Point-per-instance localization data
Segment Open

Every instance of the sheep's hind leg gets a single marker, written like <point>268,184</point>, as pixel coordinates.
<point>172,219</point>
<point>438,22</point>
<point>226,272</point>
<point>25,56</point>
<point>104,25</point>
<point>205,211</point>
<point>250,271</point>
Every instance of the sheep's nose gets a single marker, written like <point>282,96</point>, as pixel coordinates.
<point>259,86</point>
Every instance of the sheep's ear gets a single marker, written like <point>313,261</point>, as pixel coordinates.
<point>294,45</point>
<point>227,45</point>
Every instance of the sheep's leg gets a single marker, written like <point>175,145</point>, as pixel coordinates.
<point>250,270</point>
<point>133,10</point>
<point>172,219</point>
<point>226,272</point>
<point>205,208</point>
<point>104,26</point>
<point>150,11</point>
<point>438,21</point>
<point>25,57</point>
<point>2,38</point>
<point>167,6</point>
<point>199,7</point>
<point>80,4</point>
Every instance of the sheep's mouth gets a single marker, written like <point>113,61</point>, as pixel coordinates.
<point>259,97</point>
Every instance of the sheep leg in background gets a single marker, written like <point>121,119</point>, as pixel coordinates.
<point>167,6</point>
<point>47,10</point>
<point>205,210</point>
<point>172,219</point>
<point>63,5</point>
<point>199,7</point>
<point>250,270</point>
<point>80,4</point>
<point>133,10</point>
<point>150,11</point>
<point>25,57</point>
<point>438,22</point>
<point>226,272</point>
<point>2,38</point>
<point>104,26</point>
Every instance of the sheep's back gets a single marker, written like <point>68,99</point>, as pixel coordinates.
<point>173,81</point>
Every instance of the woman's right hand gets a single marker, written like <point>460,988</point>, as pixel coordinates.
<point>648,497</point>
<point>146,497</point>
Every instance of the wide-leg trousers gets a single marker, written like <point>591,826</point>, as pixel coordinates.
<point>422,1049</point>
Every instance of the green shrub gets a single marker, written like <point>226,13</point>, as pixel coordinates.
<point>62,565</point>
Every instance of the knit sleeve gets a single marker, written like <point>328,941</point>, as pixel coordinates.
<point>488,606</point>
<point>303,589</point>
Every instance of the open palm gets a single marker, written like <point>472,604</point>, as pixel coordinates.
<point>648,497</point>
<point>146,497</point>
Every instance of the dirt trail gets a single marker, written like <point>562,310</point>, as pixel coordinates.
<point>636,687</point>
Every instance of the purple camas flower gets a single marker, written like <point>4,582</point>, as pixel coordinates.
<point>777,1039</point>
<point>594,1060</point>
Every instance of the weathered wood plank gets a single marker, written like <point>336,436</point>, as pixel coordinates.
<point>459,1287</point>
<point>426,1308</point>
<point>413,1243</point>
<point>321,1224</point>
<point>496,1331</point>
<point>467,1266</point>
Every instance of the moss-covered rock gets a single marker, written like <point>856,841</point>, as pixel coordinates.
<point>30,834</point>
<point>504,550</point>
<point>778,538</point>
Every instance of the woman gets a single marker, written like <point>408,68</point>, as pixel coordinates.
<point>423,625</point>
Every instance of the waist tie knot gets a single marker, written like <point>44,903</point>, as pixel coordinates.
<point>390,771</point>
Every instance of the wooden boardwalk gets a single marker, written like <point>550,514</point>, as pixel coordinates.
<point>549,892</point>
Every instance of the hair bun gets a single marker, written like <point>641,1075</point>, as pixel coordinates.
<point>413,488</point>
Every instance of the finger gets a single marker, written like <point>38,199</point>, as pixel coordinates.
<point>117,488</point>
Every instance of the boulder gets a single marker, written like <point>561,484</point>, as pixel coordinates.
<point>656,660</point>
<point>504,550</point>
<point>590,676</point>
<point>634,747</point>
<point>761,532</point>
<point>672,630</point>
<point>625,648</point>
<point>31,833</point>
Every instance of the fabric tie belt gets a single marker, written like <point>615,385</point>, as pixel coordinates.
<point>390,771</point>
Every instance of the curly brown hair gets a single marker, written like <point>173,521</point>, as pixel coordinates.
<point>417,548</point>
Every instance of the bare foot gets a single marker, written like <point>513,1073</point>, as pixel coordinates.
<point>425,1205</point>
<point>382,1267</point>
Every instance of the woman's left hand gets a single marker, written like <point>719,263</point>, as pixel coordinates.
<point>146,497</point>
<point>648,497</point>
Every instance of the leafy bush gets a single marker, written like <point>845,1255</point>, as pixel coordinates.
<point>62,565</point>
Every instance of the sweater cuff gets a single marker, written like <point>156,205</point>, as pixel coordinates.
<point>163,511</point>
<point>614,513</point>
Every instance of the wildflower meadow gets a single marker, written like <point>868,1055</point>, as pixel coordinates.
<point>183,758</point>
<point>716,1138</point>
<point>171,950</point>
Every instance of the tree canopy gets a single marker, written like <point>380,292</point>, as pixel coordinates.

Segment Closed

TASK.
Print all of the data exactly as it stands above.

EXERCISE RESPONSE.
Every instance of the sheep's hind leg gets a single marker, written like <point>268,184</point>, as pixel coordinates.
<point>172,219</point>
<point>438,22</point>
<point>226,272</point>
<point>25,56</point>
<point>104,25</point>
<point>205,211</point>
<point>250,271</point>
Every instance of the sheep's nose gets a single marker, written like <point>282,96</point>, as pixel coordinates.
<point>259,86</point>
Every instance of the sheep's ear gets a single marker, written like <point>313,261</point>, as pixel coordinates.
<point>294,45</point>
<point>227,45</point>
Every instance of the sheep's leg gets a single marker, written like <point>175,145</point>, as pixel coordinates.
<point>250,270</point>
<point>133,10</point>
<point>172,219</point>
<point>226,272</point>
<point>205,208</point>
<point>104,26</point>
<point>150,11</point>
<point>438,21</point>
<point>25,57</point>
<point>2,38</point>
<point>167,6</point>
<point>199,7</point>
<point>80,4</point>
Every instance of the sheep's mouth gets a single marker, written like <point>113,61</point>, as pixel coordinates.
<point>259,97</point>
Every instance of the sheep leg in background gets a single marker, written like <point>121,119</point>, as pixel coordinates.
<point>167,6</point>
<point>47,10</point>
<point>205,210</point>
<point>172,219</point>
<point>63,5</point>
<point>199,7</point>
<point>250,270</point>
<point>80,4</point>
<point>133,10</point>
<point>150,11</point>
<point>25,57</point>
<point>438,22</point>
<point>226,272</point>
<point>2,38</point>
<point>104,26</point>
Every instance of the sheep's back gets a single marker, written like <point>68,99</point>, as pixel coordinates.
<point>173,81</point>
Every instance of the woman's right hand gets a single marker, written like <point>460,988</point>, as pixel coordinates.
<point>648,497</point>
<point>146,497</point>
Every instance of the wide-leg trousers gets a single marker, written like <point>591,826</point>, as pixel coordinates.
<point>422,1049</point>
Every instance of the green shrub gets a single marker, written like <point>226,13</point>, as pixel coordinates.
<point>62,565</point>
Every instance of the knit sleeve gets a single marker, written like <point>328,941</point>, as pixel coordinates.
<point>488,606</point>
<point>303,589</point>
Every instance of the open palm gets a single marker, written like <point>472,604</point>, as pixel coordinates.
<point>648,497</point>
<point>146,497</point>
Every instance of the dirt trail gets a single marker, written like <point>562,310</point>, as pixel coordinates.
<point>636,687</point>
Every instance of the purple camas flower gets a single marker, written like <point>4,582</point>, as pixel coordinates.
<point>777,1039</point>
<point>594,1060</point>
Every instance of the weathered wood plank gets a single marker, written like <point>336,436</point>, as pixel coordinates.
<point>459,1287</point>
<point>426,1308</point>
<point>413,1243</point>
<point>321,1224</point>
<point>496,1331</point>
<point>467,1266</point>
Every instance of the moss-covered rock gets a single marker, written like <point>856,841</point>, as pixel coordinates.
<point>30,834</point>
<point>504,550</point>
<point>778,538</point>
Every instance of the woman gets a single marker, written like <point>408,68</point>, as pixel coordinates.
<point>423,625</point>
Every instance of the waist tie knot gets a single marker, written like <point>44,903</point>, as pixel coordinates.
<point>390,771</point>
Every instance of the wooden boardwalk gets a single marker, written like <point>550,514</point>, as pixel coordinates.
<point>549,892</point>
Every instance of the hair bun gets a single marker, written like <point>641,1075</point>, as pixel coordinates.
<point>413,488</point>
Every instance of the finger gets a single marker, written like <point>38,199</point>, as pixel coordinates.
<point>117,488</point>
Every instance of the boulder gets a single marker, written like <point>561,484</point>, as pixel coordinates.
<point>656,660</point>
<point>504,550</point>
<point>590,676</point>
<point>634,747</point>
<point>761,532</point>
<point>672,630</point>
<point>625,648</point>
<point>31,833</point>
Every instance of the fabric tie belt gets a single marker, written like <point>615,385</point>, as pixel coordinates.
<point>390,771</point>
Every instance of the curly brown hair gets a single marker, written like <point>173,521</point>, as pixel coordinates.
<point>417,548</point>
Every instance of the bare foot gets a single marker, written like <point>513,1073</point>, as pixel coordinates.
<point>425,1205</point>
<point>382,1267</point>
Every instance of the woman's left hand gets a single marker, written like <point>719,263</point>, as pixel coordinates.
<point>146,497</point>
<point>648,497</point>
Every instance of the leafy bush gets a single marker, written like <point>845,1255</point>, as pixel coordinates.
<point>62,565</point>
Every instance of the sweater cuff gets a single marker, written like <point>156,205</point>, as pixel coordinates.
<point>163,511</point>
<point>614,513</point>
Every instance of the wildflower meadow gets a single marker, written like <point>868,1055</point>, as pixel coordinates.
<point>183,758</point>
<point>716,1138</point>
<point>171,950</point>
Every instance of the tree canopy gets a single marker, written like <point>380,292</point>, as pixel coordinates.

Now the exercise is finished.